Goal of the exercise
Without including the pictures, copy out every line below.

[[ Information given, beginning ]]

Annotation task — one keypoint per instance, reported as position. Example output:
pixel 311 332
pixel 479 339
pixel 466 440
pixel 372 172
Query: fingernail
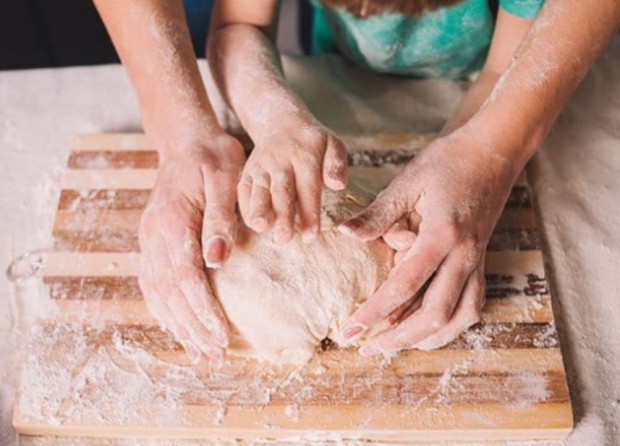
pixel 281 234
pixel 216 357
pixel 192 352
pixel 352 331
pixel 369 350
pixel 337 183
pixel 215 252
pixel 259 223
pixel 355 223
pixel 221 338
pixel 309 235
pixel 345 230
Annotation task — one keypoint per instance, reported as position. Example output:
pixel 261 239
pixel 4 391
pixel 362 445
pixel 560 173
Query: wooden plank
pixel 103 367
pixel 126 287
pixel 516 263
pixel 549 419
pixel 132 310
pixel 145 178
pixel 128 220
pixel 113 199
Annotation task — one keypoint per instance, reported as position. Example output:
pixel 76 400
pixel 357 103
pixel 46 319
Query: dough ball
pixel 283 300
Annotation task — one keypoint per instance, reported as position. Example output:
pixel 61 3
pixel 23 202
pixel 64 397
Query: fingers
pixel 399 236
pixel 308 189
pixel 260 203
pixel 467 313
pixel 283 199
pixel 157 306
pixel 378 217
pixel 176 287
pixel 437 311
pixel 404 281
pixel 219 222
pixel 335 164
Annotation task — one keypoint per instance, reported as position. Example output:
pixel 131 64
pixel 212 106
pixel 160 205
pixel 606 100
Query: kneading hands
pixel 438 213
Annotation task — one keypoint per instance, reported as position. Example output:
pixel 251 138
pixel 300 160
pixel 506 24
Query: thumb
pixel 219 226
pixel 377 218
pixel 335 164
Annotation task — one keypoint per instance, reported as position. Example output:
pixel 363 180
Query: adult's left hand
pixel 438 214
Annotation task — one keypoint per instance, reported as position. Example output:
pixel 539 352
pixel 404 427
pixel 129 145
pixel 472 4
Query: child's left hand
pixel 451 196
pixel 285 174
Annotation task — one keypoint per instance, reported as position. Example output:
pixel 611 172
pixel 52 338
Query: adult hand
pixel 190 222
pixel 439 213
pixel 285 173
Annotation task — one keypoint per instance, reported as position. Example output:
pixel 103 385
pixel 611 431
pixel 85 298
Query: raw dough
pixel 283 300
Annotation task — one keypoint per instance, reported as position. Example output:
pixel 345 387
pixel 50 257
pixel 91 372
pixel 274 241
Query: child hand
pixel 285 174
pixel 449 197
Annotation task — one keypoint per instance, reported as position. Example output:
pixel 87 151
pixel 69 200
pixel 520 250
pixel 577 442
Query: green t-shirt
pixel 450 42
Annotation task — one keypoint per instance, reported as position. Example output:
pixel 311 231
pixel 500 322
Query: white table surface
pixel 572 175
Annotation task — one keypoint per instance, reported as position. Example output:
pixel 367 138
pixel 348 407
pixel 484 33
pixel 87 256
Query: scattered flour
pixel 575 178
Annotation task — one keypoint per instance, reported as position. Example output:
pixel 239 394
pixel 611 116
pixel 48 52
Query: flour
pixel 574 178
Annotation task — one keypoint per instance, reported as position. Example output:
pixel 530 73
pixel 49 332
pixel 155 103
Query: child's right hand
pixel 285 174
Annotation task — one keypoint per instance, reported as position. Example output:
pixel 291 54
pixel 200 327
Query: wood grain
pixel 100 366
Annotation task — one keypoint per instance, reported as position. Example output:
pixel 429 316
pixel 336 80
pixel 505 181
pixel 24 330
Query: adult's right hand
pixel 189 223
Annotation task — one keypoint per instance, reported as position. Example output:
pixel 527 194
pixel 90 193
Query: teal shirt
pixel 450 42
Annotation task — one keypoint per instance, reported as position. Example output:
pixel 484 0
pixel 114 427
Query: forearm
pixel 247 69
pixel 554 57
pixel 476 95
pixel 153 42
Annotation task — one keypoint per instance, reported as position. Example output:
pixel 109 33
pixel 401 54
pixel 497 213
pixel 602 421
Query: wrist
pixel 191 146
pixel 506 140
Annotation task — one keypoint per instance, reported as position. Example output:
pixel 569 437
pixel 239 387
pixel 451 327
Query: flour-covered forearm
pixel 153 42
pixel 556 53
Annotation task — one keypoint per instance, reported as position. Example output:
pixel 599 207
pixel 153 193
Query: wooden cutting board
pixel 100 366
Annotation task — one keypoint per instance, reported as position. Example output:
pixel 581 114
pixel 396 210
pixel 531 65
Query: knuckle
pixel 450 232
pixel 438 317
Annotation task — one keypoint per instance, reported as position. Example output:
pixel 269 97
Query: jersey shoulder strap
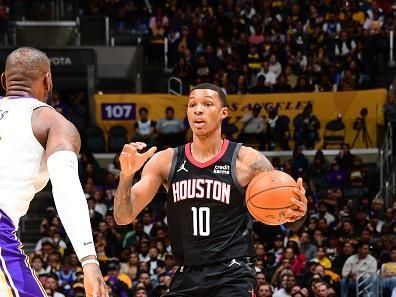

[[ Information given, end ]]

The completed task
Annotation task — one keypoint per instance, reported as position. Example output:
pixel 311 332
pixel 479 339
pixel 466 440
pixel 372 172
Query: fingernail
pixel 281 234
pixel 216 357
pixel 192 352
pixel 352 331
pixel 369 350
pixel 337 183
pixel 215 252
pixel 259 223
pixel 355 223
pixel 221 338
pixel 309 235
pixel 345 230
Annotation task — one keypoint per instance, reported as position. Example output:
pixel 261 239
pixel 4 391
pixel 362 445
pixel 560 173
Query: wooden plank
pixel 103 367
pixel 126 287
pixel 516 263
pixel 549 419
pixel 132 310
pixel 145 178
pixel 128 220
pixel 113 199
Annotation task — one keypoint per instance, reported as position. Example output:
pixel 76 400
pixel 357 103
pixel 46 319
Query: dough ball
pixel 283 300
Annotation task — one keypoint per instance, reported as position. Example output:
pixel 61 3
pixel 23 202
pixel 64 397
Query: fingers
pixel 399 236
pixel 308 189
pixel 260 203
pixel 467 313
pixel 283 199
pixel 157 306
pixel 378 217
pixel 176 287
pixel 437 311
pixel 404 281
pixel 219 222
pixel 335 164
Annotation task — one keypoint per instance, reported as position. Example output:
pixel 131 64
pixel 212 106
pixel 160 205
pixel 606 100
Query: kneading hands
pixel 438 213
Annotation task — one keypoint per instance, reported as position. Example output:
pixel 251 138
pixel 300 160
pixel 506 24
Query: thumb
pixel 219 226
pixel 377 218
pixel 335 164
Annotation task — one keypoint per instance, reported as position. Example output:
pixel 363 180
Query: adult's left hand
pixel 438 214
Annotation task — one keypoint per instance, reported as position. Example output:
pixel 539 352
pixel 404 427
pixel 129 145
pixel 472 4
Query: child's left hand
pixel 451 196
pixel 285 174
Annotation task — one keypoint per instance, reported as position. Example output:
pixel 611 172
pixel 52 338
Query: adult hand
pixel 190 222
pixel 439 213
pixel 285 173
Annotation task — one keypoint per instance, reported as position. Example output:
pixel 103 385
pixel 611 431
pixel 85 298
Query: raw dough
pixel 283 300
Annotation task — one keypoint per instance, reported as position. Example output:
pixel 345 387
pixel 50 257
pixel 91 372
pixel 274 241
Query: child hand
pixel 285 174
pixel 449 197
Annotation task — one keypoint per instance, reported as position. Example output:
pixel 87 151
pixel 69 200
pixel 520 250
pixel 577 442
Query: green t-shirt
pixel 450 42
Annotation task — one keypoint per instance, reported as position. Example output:
pixel 311 231
pixel 500 322
Query: white table surface
pixel 572 175
Annotation task — one keypoint per instance, reported as position. Example output:
pixel 367 138
pixel 348 407
pixel 484 33
pixel 87 256
Query: scattered flour
pixel 575 178
Annotation task — one keypoint per instance, reported as position. Example output:
pixel 239 394
pixel 611 116
pixel 48 52
Query: flour
pixel 574 178
Annotation task — one keypoint per instance, reported as position. Example output:
pixel 530 73
pixel 49 332
pixel 155 103
Query: child's right hand
pixel 285 174
Annotation task — one keypoint per instance, reported as position. Example output:
pixel 291 54
pixel 200 327
Query: wood grain
pixel 100 366
Annotation task — one keypoint per instance, reported as position. Example output:
pixel 429 316
pixel 336 80
pixel 505 181
pixel 24 330
Query: adult's right hand
pixel 189 223
Annotation task — one keypoint per instance, reported as position. Example output:
pixel 527 194
pixel 90 193
Query: teal shirt
pixel 450 42
Annotation task — one keypoint per instance, reported as position. Example output:
pixel 484 0
pixel 114 427
Query: forearm
pixel 247 69
pixel 554 57
pixel 476 95
pixel 153 42
Annotation task — one keypoint per instance, reported as position. Example output:
pixel 109 33
pixel 401 54
pixel 497 213
pixel 602 421
Query: wrist
pixel 191 146
pixel 506 140
Annotation task — one keypoint per instance, reported as position. Example output:
pixel 569 437
pixel 239 387
pixel 451 327
Query: flour-covered forearm
pixel 153 42
pixel 556 53
Annotation task — one keypoint per instance, reported as position. Example output:
pixel 599 207
pixel 153 193
Query: wooden cutting board
pixel 100 366
Annotation task — one keypoint per instance, reported as position. Example output:
pixel 581 114
pixel 396 210
pixel 531 65
Query: knuckle
pixel 450 232
pixel 438 317
Annotation task — one keypoint per instance, reported as position. Example output:
pixel 269 97
Query: jersey shoulder strap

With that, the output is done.